Politic?

This is a blog dedicated to a personal interpretation of political news of the day. I attempt to be as knowledgeable as possible before commenting and committing my thoughts to a day's communication.

Saturday, May 08, 2021

Indiscreet, Indiscriminate Infiltration

"The possibility that someone [in China] could take that data and use it, that is a concern. We have [Chinese] businesses here that operate directly subject to the corporate credit-score system."
"They become, whether wittingly or unwittingly, part of the Chinese security system."
"Closed circuit camera systems are standard in almost every business directly serving the public, and there are video surveillance signs posted throughout the restaurant."
Ivy Li, Canadian Friends of Hong Kong 

"There is no audio recording and no facial recognition function."
"The recorded video is stored on site only and does not get transmitted or backed up to anywhere outside Canada."
Haidilao Canada has no connection with China's social credit program."
Haidilao spokesman, Yang Xibei

"This is beyond having CCTV going in and going out of a restaurant."
"This is people maybe holding hands under the table, or whatever they're doing, and not wanting other people to find out."
Cheuk Kwan, spokesman, Toronto Association for Democracy in China

"Organizations need to consider whether video surveillance will achieve the intended purpose and whether the concerns are serious enough to warrant implementing this highly invasive technology."

_____

# EXERCISE SET:
A. According to the blog post on restaurant surveillance, where does Haidilao's spokesman say the recorded video is stored?
B. Carry on writing the blog post on restaurant surveillance, starting after its last sentence.

Object position labeling entries

_____

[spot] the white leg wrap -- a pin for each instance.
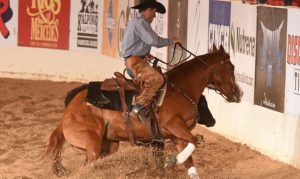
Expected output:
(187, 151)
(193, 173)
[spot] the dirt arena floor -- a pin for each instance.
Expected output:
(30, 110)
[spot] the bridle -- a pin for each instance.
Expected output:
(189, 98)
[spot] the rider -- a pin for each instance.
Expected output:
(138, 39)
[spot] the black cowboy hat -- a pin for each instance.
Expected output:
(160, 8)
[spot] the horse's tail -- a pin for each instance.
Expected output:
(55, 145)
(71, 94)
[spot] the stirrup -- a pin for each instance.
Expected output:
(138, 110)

_____

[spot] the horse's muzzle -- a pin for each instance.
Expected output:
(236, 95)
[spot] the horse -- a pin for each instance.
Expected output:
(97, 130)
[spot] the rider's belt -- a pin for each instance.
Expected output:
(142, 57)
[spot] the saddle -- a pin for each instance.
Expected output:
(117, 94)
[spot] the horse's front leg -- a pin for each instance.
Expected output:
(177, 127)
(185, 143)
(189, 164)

_____

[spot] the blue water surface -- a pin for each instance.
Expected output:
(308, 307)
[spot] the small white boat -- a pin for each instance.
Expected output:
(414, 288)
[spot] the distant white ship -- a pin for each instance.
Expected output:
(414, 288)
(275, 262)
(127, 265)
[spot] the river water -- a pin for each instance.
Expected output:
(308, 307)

_____

# RESULTS:
A. On site only; it is not transmitted or backed up anywhere outside Canada.

B.
British Columbia Information and Privacy Commissioner
Surveillance cameras — about one per table — can be seen on the ceiling of a Haidilao Hot Pot restaurant in Markham, Ont.
Haidilao International Holding Ltd., its headquarters in Beijing, owns 935 restaurants situated from Australia to the United States. These are restaurants where diners themselves use pots of bubbling broth to dip meat and vegetables into for an interesting and self-catered meal. The company has four outlets in the Toronto and Vancouver areas in Canada to serve a large population of Chinese both from Hong Kong and the mainland.

Photographs have been posted online that show rows of surveillance cameras focusing on the dining area of these restaurants. According to Haidilao International Holding, the video equipment is there solely to make certain that whoever is in the restaurant remains safe and secure. They discredit a recent report that suggests both staff and customers of the establishments are tracked on behalf of the Chinese Communist regime.

Haidilao staff welcoming customers. (Weibo photo)
Haidilao staff welcoming patrons. Weibo
Beijing has enacted a social-political code of law that all Chinese, wherever they are, at home or abroad, whether citizens of other countries, have an obligation to act on behalf of CCP interests at all times, whether they're individuals or corporations. Beijing is well known to practise surveillance of all Chinese, within its borders and abroad. It employs pervasive surveillance through both humint (human intelligence) means and electronically.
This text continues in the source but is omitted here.